All entries need to be written out again exactly, without their pictures.

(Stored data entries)

*** Block opens ***

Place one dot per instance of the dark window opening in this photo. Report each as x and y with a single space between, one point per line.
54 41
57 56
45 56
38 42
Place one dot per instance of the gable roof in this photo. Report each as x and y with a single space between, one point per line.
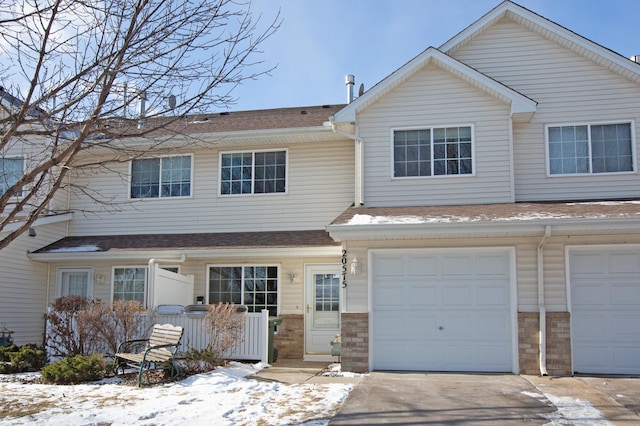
550 30
522 107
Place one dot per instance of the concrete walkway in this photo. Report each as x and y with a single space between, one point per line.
412 398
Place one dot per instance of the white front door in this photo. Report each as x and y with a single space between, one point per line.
322 308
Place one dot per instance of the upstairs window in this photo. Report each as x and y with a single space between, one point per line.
161 177
433 151
253 286
11 170
263 172
585 149
129 283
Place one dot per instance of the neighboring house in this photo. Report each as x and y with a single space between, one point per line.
474 211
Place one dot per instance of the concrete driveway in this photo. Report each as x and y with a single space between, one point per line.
412 398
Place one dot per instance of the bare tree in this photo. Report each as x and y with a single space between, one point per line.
78 68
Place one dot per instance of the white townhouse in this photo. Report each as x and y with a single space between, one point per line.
477 210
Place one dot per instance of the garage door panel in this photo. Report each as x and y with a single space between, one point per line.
457 266
456 314
605 310
421 295
493 294
460 294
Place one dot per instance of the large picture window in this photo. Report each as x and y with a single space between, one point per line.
433 151
253 172
161 177
583 149
129 283
253 286
11 170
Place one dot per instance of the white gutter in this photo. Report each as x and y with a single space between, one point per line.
151 275
541 305
358 199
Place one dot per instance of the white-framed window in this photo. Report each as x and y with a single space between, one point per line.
161 177
433 151
129 283
255 286
11 170
74 282
590 148
253 172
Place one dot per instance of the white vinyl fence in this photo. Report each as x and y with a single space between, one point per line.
254 344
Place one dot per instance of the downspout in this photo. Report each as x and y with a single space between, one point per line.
541 305
358 199
151 277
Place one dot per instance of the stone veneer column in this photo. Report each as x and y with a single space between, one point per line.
559 343
290 338
528 343
355 342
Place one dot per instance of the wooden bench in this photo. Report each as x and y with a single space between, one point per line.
157 353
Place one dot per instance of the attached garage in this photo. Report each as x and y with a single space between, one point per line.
604 296
443 310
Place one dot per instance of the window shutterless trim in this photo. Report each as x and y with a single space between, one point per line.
431 128
589 124
160 197
253 180
243 266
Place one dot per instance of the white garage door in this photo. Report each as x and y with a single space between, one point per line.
442 311
605 310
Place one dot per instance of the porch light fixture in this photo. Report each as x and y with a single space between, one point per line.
355 267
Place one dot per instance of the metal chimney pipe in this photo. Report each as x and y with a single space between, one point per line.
142 96
350 80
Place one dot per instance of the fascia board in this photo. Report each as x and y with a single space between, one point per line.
288 252
41 221
424 230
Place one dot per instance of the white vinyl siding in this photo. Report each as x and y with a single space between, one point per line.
320 186
569 89
435 98
11 170
24 286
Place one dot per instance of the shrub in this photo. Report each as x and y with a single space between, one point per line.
62 337
19 360
76 369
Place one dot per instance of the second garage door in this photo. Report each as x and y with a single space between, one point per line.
442 311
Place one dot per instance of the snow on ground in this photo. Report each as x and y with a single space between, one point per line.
570 411
225 396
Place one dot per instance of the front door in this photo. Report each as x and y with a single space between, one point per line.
322 308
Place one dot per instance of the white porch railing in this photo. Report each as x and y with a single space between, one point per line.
254 344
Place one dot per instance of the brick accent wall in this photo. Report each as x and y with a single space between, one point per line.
559 343
290 338
355 342
528 343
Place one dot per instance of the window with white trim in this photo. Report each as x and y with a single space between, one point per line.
161 177
253 286
260 172
75 282
590 148
435 151
129 283
11 171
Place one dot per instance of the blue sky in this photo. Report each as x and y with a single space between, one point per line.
320 41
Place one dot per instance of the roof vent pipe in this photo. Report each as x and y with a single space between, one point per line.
350 81
142 97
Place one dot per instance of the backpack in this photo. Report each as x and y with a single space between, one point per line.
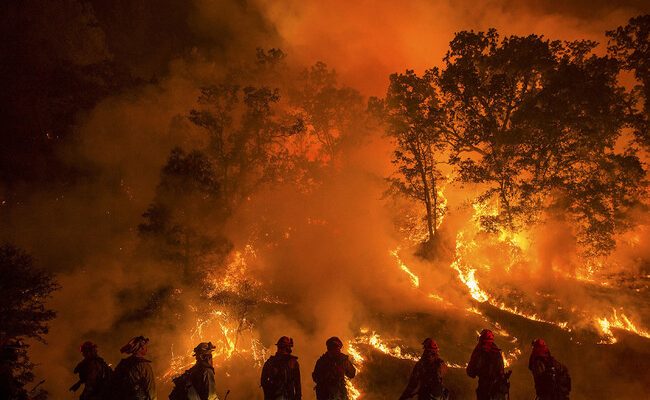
183 388
562 379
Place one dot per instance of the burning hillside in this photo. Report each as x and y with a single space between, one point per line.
221 186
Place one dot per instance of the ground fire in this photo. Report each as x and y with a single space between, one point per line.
247 200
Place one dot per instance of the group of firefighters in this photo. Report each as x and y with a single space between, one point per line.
133 377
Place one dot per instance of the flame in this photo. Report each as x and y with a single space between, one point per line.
605 326
229 330
415 280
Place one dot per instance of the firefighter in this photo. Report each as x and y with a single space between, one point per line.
486 362
552 380
10 386
426 378
133 377
93 373
197 383
331 370
280 378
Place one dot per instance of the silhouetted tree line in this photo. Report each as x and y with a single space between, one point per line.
24 289
539 124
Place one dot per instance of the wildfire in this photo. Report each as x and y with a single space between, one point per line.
415 280
605 325
232 291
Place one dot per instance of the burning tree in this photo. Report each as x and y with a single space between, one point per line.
536 123
412 112
24 289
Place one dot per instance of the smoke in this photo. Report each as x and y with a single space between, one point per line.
331 267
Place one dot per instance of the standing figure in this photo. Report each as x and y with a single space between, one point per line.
133 378
331 370
486 362
197 383
426 378
552 380
93 373
281 373
10 386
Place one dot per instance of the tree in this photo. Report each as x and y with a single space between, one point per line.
332 113
24 289
411 111
178 221
630 44
534 121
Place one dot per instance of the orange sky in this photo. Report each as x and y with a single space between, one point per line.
367 40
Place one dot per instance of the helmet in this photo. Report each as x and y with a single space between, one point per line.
430 344
204 348
134 345
334 342
540 347
284 342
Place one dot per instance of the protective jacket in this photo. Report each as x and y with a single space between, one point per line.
95 375
426 379
486 363
329 374
552 380
134 379
280 378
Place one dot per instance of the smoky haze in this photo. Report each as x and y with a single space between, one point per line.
99 93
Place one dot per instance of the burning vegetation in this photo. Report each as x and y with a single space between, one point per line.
503 188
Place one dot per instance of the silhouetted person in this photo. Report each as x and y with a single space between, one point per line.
552 380
426 378
486 362
133 378
197 383
280 378
10 387
93 373
330 372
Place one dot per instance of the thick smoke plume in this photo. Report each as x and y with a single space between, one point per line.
322 256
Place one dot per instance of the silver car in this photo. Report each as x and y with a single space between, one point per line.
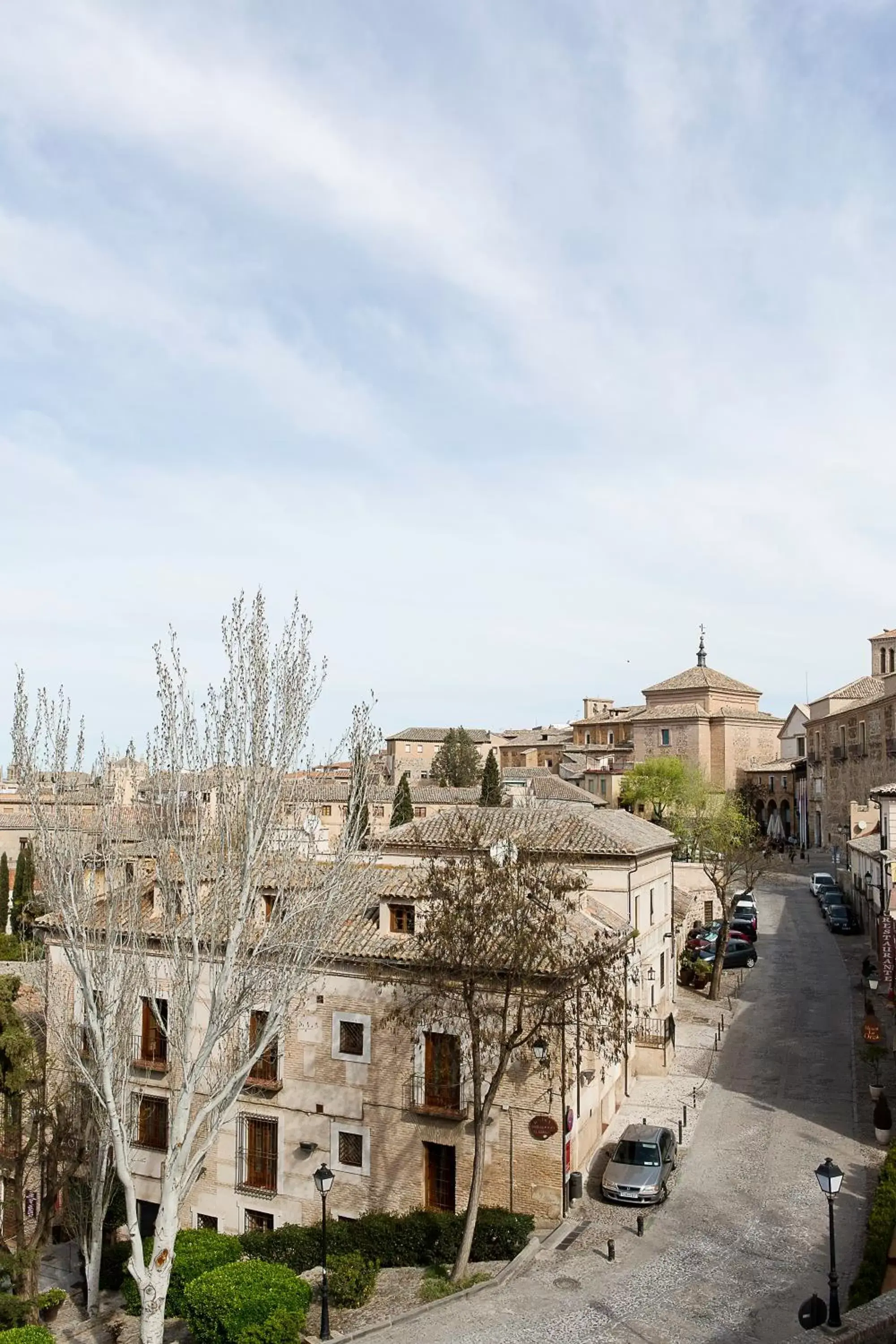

*** Block closes ***

Final answer:
Place one dot per instance of the dark window opening in this photo. Report each as x and y with a single space between, one point per line.
54 41
57 56
45 56
38 42
Place one dot per instance of the gable roof in this photo. Report each as x and y with a single space between, one point per line.
550 30
522 107
Place one dot per instance of the concrete walkway in this photo. Report each as x and y with a single space between, one point per line.
412 398
Place one dot per instance of the white front door in this photo. Report each as x and y with a single space between, one point per line.
322 308
Place one dot per instance of the upstairs window in this photo. Report each as x and y with a single space between, one point per line.
161 177
433 151
253 286
11 170
263 172
585 149
129 283
Place one dot per instance of the neighboring house in this photo. Report each as x and y with a single space between, one point per line.
474 211
Place one dot per instance of the concrete driveway in this photo. Report each as x and y with a single space between, one point per line.
412 398
Place one dot per instance of the bare tree in this photo. Report each as x and y with a single space between, one point per line.
78 68
Place one dot per instance of the white townhouse in this photo. Report each as x and y with a single space between, one point per line.
477 210
Place one dot per instance of the garage door panel in this photo. Report each as x and y with a single space between, one point per line.
457 266
456 314
605 310
421 295
493 294
460 294
Place one dot per instance of the large picture window in this photo. Report each as x and y with a single space between, one point per line.
433 151
253 172
161 177
583 149
129 283
253 286
11 170
Place one dot per instance of the white gutter in this photo. Report each as x and y with a single space between, one point per line.
151 275
541 305
358 199
Place one dot per instance of the white-framed window in this photo. Report each as x and y with a single space between, one point per line.
161 177
433 151
129 283
255 286
11 170
74 282
590 148
253 172
Place one dot per instance of the white vinyl fence in this photo. Report each as x and y with a single space between, one point per line.
254 344
Place one dot per instance of the downspout in this photo. Report each as x and y with a single space between, one point per line.
541 305
358 199
151 277
Place one dot per instance of the stone veneer column in this photo. Report each as x and y with a single space between, one point per line.
559 343
290 338
528 343
355 342
Place one dot per instance of the wooden bench in this photo. Report each as x and y with a single space between, one point per line.
157 353
Place one dot per instance of the attached garage in this photo. Report each as x and y with a single space between, one point per line.
604 296
443 310
Place one dot per instance of the window shutterless trim in this photo. Report each as x and y with a single space between, one point per line.
431 128
589 124
160 197
253 180
243 266
Place one dot per instance of the white garage door in this photo. Report each as x and y with a single space between, one point per line.
442 311
605 310
Place one dot per instance of the porch light fixture in this photo. Report each as x and y with a single space between, one point per line.
355 267
Place one dot per instance of the metal chimney pipe in this photo. Report each as x and y with a single space between, one point per line.
142 96
350 80
Place one dot per instance of the fascia board in this photo. Report each as x and y with a single space between, one point per line.
288 252
41 221
424 230
Place one dot per instance of the white vinyl siding in this photo. Report each as x and y with a single space between, one point per line.
320 186
569 89
435 98
11 170
24 286
Place one dot per instance of the shrub in this photo. Report each as x and y with a single space between, one point per line.
62 337
19 360
76 369
Place one dot per instance of the second garage door in this photo. Report each as x and y with a single space between, one point per line.
442 311
Place one dot per instance of the snow on ground in this photo. Report each as x and y with a single space between, one point per line.
570 411
225 396
Place one dot per instance of the front door in this photo. Report each as x and y with a single space between, one point per line.
322 308
Place one dot per instance of the white porch railing in this photo. Report each as x and y with a single space between, one point per line.
254 344
Place one dot per instance of the brick accent wall in this photo. Report each as x and y with a single space between, one point per line.
559 343
290 338
355 342
528 343
Place one dot per instance of the window with white trim in this photo. Report each as x and y with a single space between, one point per line.
161 177
253 286
260 172
75 282
590 148
435 151
129 283
11 171
Place one dot per instance of the blue sky in this photo. Report each as x and y with a single space between, one point per line.
320 41
Place one dot per instance of the roof vent pipe in this photo. Report each as x and y with a single space between, one point per line.
350 81
142 97
Place one dot per instance of the backpack in this photo. Report each as x and y with a single space between, one point per line.
183 388
562 379
Place one dot per instance of the burning hillside in this photo. Report each as x and y with a single space between, one point per line.
221 186
Place one dot per instance of the ground fire in this photo. Report each as x and y with a single space between, one point per line.
247 200
Place one dot per instance of the group of firefighters in this photo. Report each as x and y with a single space between, one point per line.
133 377
Place one dot per instance of the flame in this photo. Report each as x and y with a single space between, one point per line.
605 326
229 330
415 280
Place one dot per instance of the firefighter in this photo. Report each as x and y with a single space between, one point per line.
486 362
552 380
10 386
426 378
133 377
93 373
197 383
331 370
280 378
Place one dot per instance of the silhouetted tree line in this photo. Report each as x and y with a single space between, one point per line.
24 289
539 124
Place one dot per instance of the wildfire in this photo. Report each as x and y with a single space between, one point per line.
415 280
605 325
232 291
Place one dot per instance of the burning tree in this photo. Report each as x and y with a single space between, one point per line.
536 123
412 112
24 289
Place one dot per instance of the smoke in this photo. Report each as x and y with a single space between, one point per line.
331 267
Place one dot per instance of the standing figure in this photo. Report each as x and y with a single space between, one point per line.
133 378
331 370
486 362
197 383
426 378
552 380
93 373
281 373
10 386
Place one dot per instance of the tree in this photo. Report each as x and y with a single space between, one point per line.
332 113
24 289
411 111
178 221
630 44
534 121
Place one dot per instance of the orange sky in this photo. Report each as x and y with a single space between, one point per line.
367 40
Place one dot per instance of the helmet in this photo. Report each as x and y with a single space between, one point per line.
430 344
204 348
134 345
334 342
540 347
284 342
Place one dot per instance of the protective jacket in this photo. Report each as x and y with a single space between, one point per line.
95 375
426 379
486 363
329 374
552 380
134 379
280 378
Place one dot per instance of the smoky haze in this photo. Report each as x and y with a single space between, one point per line.
99 93
Place one dot per instance of the burning vegetation in this photo. Report each as x and y with a single space between, one point per line.
503 188
Place one dot per instance of the silhouetted person in this photo. Report each as x and y with a single space between, one point per line.
552 380
426 378
486 362
133 378
197 383
280 378
10 387
93 373
330 372
Place one dot per instance of the thick smoke plume in this photo. Report each as x and y with a single space between, one point per line.
322 256
Place one dot per instance of the silver car in this photo. Report each as x and y with a single space between, one point per line.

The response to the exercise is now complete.